■ **EXCERPT**:

--*--

Based on the interviewees' pain points, motivations and behaviours, I created a persona to better understand my users' needs and expectations.


Understanding the journey.

The experience map of my persona helped me visualize the experience of learning a new skill as a self-learner and all the phases from the start to the end. This helped me empathize with the pain points and frustrations of my users even more.


Defining the task flow.

After creating the experience map, I started generating user stories and organizing them into epics. Based on the users' feedback saying how difficult it is to find someone with experience who would be able to help, I chose to focus on the task of searching for a mentor.




After exploring different interface layouts that have similar functionality to my task flow, I started sketching potential interfaces of my main screens. After comparing the ideas of the layouts, I chose the most promising and the ones I wanted to take to the next step - creating low fidelity wireframes.


Low fidelity prototype.

After selecting a few sketches, I translated them into low fidelity wireframes to assemble an interactive prototype to move onto the next stage - usability testing of the product.



Usability testing.

User testing is a great way to find out what real people find difficult to accomplish in the design and to locate usability issues at early stages. For this reason, after creating my low fidelity prototype I conducted 2 iterations of usability testing with 10 different people - 5 per each round. All the participants were asked to complete 6 tasks as a part of the core task flow - searching for a mentor.


01. Find a search button to start searching for a keyword

02. Sort the search results by “Highest rated”

03. Open mentor’s profile with the highest rating

04. Swipe left to open the next mentor’s profile

05. See all reviews about the mentor

06. Save the mentor and go to the “Saved” page

Testing sessions outcome

Even though most of the participants were able to complete the tasks required, some of the steps were too confusing. The biggest frustrations for users were:

01. No icon labels on the tab bar. Adding the labels was number one priority fix after the usability testing.

02. No option to sort reviews. Some users found it inconvenient to not being able to sort mentors' reviews by different criteria.

--*--

■ **TASK INSTRUCTIONS**:
(1) List the six tasks that participants were asked to complete during usability testing in the case study.
(2) Summarize the case study in two sentences.
(3) In the case study, how many people took part in the usability testing, and how were they divided?

(Dataset records)
--*--

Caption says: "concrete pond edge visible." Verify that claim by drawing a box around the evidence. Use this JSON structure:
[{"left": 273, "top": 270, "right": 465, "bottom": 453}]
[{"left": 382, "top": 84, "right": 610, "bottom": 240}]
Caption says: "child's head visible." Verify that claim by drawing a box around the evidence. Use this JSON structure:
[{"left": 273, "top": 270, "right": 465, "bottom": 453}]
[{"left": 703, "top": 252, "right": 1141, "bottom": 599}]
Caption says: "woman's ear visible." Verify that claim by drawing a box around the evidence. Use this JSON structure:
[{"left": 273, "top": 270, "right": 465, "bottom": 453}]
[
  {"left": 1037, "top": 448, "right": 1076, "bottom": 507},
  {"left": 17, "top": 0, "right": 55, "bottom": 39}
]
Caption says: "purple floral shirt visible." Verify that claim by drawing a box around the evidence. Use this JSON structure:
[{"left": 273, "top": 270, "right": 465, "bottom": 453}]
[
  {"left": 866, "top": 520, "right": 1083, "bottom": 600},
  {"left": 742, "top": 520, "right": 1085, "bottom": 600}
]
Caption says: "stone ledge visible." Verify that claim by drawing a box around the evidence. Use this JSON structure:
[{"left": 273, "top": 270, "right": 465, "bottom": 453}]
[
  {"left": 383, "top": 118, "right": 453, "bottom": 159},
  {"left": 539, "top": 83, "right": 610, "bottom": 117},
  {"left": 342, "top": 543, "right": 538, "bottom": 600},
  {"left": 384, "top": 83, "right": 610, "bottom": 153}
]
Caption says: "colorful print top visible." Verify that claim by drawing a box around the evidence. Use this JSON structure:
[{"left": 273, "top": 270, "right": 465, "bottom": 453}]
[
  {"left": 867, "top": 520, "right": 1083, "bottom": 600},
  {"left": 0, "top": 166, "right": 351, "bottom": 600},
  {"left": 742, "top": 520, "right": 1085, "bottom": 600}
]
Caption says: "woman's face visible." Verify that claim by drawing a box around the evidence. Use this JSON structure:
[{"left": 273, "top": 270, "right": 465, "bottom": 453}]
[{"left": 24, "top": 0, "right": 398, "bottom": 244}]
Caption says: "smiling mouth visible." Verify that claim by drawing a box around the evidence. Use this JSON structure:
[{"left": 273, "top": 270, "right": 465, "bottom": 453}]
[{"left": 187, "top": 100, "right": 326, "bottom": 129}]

--*--

■ **SOLUTIONS TO THE TASKS**:
(1)
1. Find a search button to start searching for a keyword.
2. Sort the search results by "Highest rated."
3. Open the profile of the mentor with the highest rating.
4. Swipe left to open the next mentor's profile.
5. See all reviews about the mentor.
6. Save the mentor and go to the "Saved" page.

(2) Using a persona, an experience map and user stories, the designer chose to focus on searching for a mentor, then sketched interfaces and turned the most promising ones into a low fidelity prototype. Two rounds of usability testing with 10 people showed that most could complete the tasks, but missing tab bar icon labels and the lack of an option to sort reviews caused the most frustration.

(3) Ten people took part, with five in each of two rounds.